Stored items from a collection:
START

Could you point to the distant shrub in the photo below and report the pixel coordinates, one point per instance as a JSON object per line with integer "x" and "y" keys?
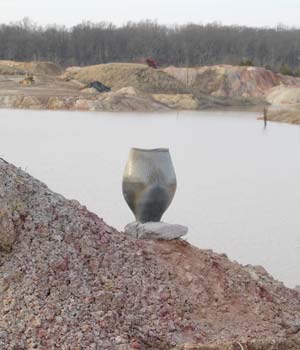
{"x": 285, "y": 70}
{"x": 246, "y": 63}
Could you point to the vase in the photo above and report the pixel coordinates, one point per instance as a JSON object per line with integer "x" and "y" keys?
{"x": 149, "y": 183}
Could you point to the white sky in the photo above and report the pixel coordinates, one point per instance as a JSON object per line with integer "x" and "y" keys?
{"x": 242, "y": 12}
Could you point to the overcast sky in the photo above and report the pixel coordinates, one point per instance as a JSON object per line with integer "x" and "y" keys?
{"x": 70, "y": 12}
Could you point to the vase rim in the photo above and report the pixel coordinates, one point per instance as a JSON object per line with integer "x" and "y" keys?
{"x": 150, "y": 149}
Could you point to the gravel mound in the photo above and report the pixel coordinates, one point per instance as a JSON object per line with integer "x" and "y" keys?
{"x": 119, "y": 75}
{"x": 69, "y": 281}
{"x": 231, "y": 81}
{"x": 21, "y": 68}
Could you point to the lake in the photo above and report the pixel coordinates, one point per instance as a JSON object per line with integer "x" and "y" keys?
{"x": 238, "y": 184}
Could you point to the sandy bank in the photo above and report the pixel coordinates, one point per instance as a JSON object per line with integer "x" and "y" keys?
{"x": 68, "y": 280}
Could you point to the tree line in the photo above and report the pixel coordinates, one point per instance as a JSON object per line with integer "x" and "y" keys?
{"x": 183, "y": 45}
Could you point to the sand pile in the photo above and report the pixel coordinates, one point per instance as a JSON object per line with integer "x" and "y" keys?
{"x": 284, "y": 95}
{"x": 69, "y": 281}
{"x": 119, "y": 75}
{"x": 231, "y": 81}
{"x": 37, "y": 68}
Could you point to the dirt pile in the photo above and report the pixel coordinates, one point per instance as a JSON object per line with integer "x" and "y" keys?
{"x": 123, "y": 100}
{"x": 285, "y": 104}
{"x": 69, "y": 281}
{"x": 231, "y": 81}
{"x": 119, "y": 75}
{"x": 37, "y": 68}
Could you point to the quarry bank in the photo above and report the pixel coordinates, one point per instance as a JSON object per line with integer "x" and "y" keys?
{"x": 70, "y": 281}
{"x": 137, "y": 87}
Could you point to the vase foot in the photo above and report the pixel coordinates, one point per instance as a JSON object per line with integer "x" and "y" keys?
{"x": 155, "y": 230}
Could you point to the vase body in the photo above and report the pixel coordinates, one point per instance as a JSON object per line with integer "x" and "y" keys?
{"x": 149, "y": 183}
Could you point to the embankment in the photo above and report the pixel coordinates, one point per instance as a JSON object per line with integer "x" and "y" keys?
{"x": 70, "y": 281}
{"x": 136, "y": 87}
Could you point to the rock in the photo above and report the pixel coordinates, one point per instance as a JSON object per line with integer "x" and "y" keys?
{"x": 178, "y": 101}
{"x": 70, "y": 281}
{"x": 155, "y": 230}
{"x": 231, "y": 81}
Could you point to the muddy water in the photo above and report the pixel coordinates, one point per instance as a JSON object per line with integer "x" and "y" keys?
{"x": 238, "y": 185}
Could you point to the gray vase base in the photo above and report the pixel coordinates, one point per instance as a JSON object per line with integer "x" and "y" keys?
{"x": 155, "y": 230}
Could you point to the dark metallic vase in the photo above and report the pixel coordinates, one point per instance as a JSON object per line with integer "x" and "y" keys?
{"x": 149, "y": 183}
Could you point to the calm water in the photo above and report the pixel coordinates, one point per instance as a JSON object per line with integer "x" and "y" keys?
{"x": 238, "y": 185}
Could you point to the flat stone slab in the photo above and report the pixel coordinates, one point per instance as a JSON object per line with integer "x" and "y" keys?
{"x": 155, "y": 230}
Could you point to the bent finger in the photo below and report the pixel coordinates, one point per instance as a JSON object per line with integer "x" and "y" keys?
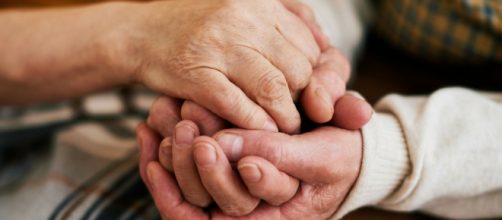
{"x": 148, "y": 142}
{"x": 220, "y": 180}
{"x": 228, "y": 101}
{"x": 267, "y": 86}
{"x": 184, "y": 165}
{"x": 266, "y": 182}
{"x": 207, "y": 122}
{"x": 166, "y": 154}
{"x": 164, "y": 114}
{"x": 167, "y": 196}
{"x": 351, "y": 112}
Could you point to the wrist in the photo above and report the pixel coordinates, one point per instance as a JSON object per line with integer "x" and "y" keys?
{"x": 130, "y": 38}
{"x": 116, "y": 46}
{"x": 384, "y": 167}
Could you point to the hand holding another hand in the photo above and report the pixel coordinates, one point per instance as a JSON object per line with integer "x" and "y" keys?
{"x": 246, "y": 61}
{"x": 326, "y": 161}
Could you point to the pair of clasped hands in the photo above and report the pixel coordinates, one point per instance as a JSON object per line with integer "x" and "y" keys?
{"x": 236, "y": 143}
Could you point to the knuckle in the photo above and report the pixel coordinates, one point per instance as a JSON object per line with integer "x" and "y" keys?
{"x": 304, "y": 11}
{"x": 273, "y": 149}
{"x": 302, "y": 76}
{"x": 236, "y": 209}
{"x": 199, "y": 200}
{"x": 271, "y": 87}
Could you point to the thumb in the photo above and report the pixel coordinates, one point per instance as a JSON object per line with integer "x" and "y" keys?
{"x": 310, "y": 156}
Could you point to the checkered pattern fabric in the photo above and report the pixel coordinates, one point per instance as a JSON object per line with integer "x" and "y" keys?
{"x": 449, "y": 30}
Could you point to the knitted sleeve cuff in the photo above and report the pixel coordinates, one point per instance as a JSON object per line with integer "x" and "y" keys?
{"x": 385, "y": 164}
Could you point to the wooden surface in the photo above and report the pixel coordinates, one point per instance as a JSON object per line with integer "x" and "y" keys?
{"x": 381, "y": 70}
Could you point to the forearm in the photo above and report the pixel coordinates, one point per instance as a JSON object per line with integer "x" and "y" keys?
{"x": 54, "y": 54}
{"x": 440, "y": 155}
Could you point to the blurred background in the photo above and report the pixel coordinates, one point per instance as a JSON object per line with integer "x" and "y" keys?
{"x": 397, "y": 58}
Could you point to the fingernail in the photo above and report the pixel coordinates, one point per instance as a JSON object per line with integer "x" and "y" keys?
{"x": 250, "y": 172}
{"x": 150, "y": 172}
{"x": 233, "y": 142}
{"x": 270, "y": 125}
{"x": 184, "y": 135}
{"x": 140, "y": 144}
{"x": 204, "y": 154}
{"x": 324, "y": 96}
{"x": 166, "y": 147}
{"x": 356, "y": 94}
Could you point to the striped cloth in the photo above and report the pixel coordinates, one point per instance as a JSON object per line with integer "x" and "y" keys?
{"x": 454, "y": 31}
{"x": 74, "y": 160}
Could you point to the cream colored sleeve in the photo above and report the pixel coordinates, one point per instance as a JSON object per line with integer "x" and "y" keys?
{"x": 440, "y": 154}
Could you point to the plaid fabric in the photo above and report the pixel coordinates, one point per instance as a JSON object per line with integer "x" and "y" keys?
{"x": 452, "y": 31}
{"x": 74, "y": 160}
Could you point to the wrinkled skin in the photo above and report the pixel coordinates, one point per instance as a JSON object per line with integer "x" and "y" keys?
{"x": 246, "y": 61}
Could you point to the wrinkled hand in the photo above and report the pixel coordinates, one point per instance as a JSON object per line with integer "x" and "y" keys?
{"x": 326, "y": 161}
{"x": 349, "y": 112}
{"x": 246, "y": 61}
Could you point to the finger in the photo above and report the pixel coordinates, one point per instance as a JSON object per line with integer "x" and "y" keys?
{"x": 164, "y": 114}
{"x": 265, "y": 84}
{"x": 319, "y": 97}
{"x": 305, "y": 13}
{"x": 264, "y": 211}
{"x": 326, "y": 87}
{"x": 166, "y": 154}
{"x": 293, "y": 64}
{"x": 228, "y": 101}
{"x": 167, "y": 196}
{"x": 335, "y": 60}
{"x": 351, "y": 112}
{"x": 148, "y": 142}
{"x": 296, "y": 32}
{"x": 219, "y": 179}
{"x": 266, "y": 182}
{"x": 207, "y": 122}
{"x": 184, "y": 166}
{"x": 293, "y": 154}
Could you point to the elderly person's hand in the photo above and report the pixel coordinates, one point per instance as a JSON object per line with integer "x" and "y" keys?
{"x": 246, "y": 61}
{"x": 349, "y": 112}
{"x": 326, "y": 161}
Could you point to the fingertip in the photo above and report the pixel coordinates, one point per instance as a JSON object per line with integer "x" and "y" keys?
{"x": 351, "y": 112}
{"x": 204, "y": 154}
{"x": 265, "y": 181}
{"x": 317, "y": 103}
{"x": 249, "y": 172}
{"x": 166, "y": 154}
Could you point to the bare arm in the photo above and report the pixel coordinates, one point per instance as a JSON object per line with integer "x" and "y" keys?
{"x": 54, "y": 54}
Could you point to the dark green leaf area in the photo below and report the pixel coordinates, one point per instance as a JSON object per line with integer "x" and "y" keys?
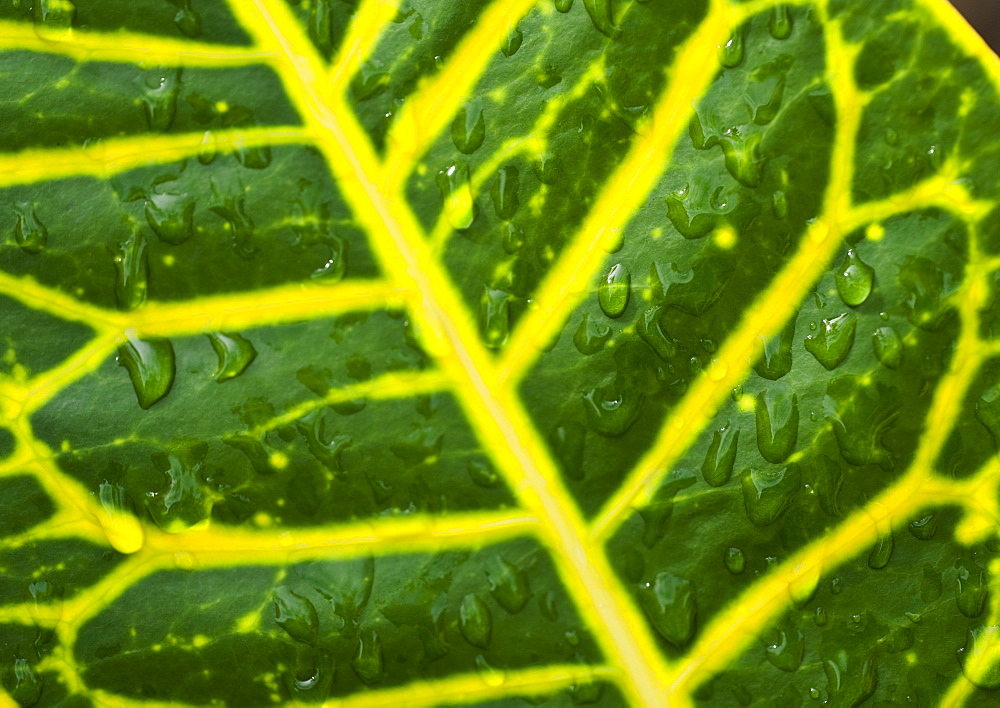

END

## Written problem
Could you rescale the listing, starting at the line that contains "Could you point to the bare" and ending at the end of the listing? Repeat every line, requests included, but multiply each pixel coordinate in the answers by 0.3 and round it to a whole number, rounding halves up, and omit the pictures.

## Reply to the exercise
Could you point to the bare arm in the photo above and report the pixel coordinates, one point per instance as a JSON object per line with integer "x" and "y" keys?
{"x": 16, "y": 16}
Could you point to the dark green leaf area in the photo below and report the pixel coordinates, one point per instance as a JSON object per line with integer "x" and "y" keys?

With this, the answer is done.